_EXERCISE BRIEF_
Which lines of the records below contain the string "faucet"? Filter them out and copy each one, treating uppercase and lowercase as different.

┌─ STORED ROWS

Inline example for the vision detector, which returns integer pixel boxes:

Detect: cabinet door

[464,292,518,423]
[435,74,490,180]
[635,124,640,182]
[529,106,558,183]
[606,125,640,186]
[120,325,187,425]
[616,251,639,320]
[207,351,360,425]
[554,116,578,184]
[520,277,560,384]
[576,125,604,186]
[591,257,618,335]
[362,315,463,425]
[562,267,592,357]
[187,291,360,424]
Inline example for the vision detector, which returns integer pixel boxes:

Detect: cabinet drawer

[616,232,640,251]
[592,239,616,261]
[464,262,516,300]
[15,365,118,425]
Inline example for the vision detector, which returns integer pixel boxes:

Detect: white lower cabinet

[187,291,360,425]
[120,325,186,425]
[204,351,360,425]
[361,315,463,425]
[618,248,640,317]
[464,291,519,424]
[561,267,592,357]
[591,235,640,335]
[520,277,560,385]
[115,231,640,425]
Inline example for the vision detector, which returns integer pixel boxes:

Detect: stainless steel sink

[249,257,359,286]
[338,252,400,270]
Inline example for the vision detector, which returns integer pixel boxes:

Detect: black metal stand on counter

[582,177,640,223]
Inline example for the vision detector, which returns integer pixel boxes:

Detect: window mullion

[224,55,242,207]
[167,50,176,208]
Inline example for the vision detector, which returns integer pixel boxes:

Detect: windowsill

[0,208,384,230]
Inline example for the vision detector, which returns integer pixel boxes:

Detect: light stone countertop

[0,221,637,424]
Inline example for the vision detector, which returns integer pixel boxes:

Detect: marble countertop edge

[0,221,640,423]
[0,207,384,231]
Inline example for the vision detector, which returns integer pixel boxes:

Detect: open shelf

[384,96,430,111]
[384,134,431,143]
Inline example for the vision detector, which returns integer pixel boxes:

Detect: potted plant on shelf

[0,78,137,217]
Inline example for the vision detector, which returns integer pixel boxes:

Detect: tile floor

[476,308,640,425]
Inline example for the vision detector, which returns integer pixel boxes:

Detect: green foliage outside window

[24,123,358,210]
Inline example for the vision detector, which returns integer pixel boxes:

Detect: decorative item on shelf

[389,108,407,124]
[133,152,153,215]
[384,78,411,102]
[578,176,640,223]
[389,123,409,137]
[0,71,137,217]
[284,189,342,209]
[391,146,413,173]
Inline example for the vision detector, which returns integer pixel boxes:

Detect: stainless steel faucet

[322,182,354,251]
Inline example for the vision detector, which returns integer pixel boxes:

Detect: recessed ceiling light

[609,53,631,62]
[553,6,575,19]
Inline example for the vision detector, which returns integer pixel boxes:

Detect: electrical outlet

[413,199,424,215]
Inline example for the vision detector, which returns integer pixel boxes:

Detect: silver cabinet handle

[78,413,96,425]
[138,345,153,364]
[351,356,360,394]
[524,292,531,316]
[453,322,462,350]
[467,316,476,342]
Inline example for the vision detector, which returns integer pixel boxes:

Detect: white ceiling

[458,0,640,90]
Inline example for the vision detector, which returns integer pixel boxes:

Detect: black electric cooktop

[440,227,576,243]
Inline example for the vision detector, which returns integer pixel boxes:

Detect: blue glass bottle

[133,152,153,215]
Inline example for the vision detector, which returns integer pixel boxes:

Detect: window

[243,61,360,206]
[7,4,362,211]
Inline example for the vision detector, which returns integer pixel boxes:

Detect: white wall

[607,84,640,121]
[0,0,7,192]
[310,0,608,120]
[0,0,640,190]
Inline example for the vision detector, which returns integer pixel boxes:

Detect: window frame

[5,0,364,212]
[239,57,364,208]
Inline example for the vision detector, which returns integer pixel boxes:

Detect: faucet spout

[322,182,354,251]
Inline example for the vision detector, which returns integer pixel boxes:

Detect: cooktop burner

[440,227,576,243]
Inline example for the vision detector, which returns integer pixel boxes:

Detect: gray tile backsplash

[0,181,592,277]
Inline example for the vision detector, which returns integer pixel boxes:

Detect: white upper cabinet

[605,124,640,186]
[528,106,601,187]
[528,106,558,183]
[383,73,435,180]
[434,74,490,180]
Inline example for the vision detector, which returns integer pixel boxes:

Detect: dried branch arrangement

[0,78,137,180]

└─

_EXERCISE SOLUTION_
Detect: stainless steel faucet
Detect: faucet spout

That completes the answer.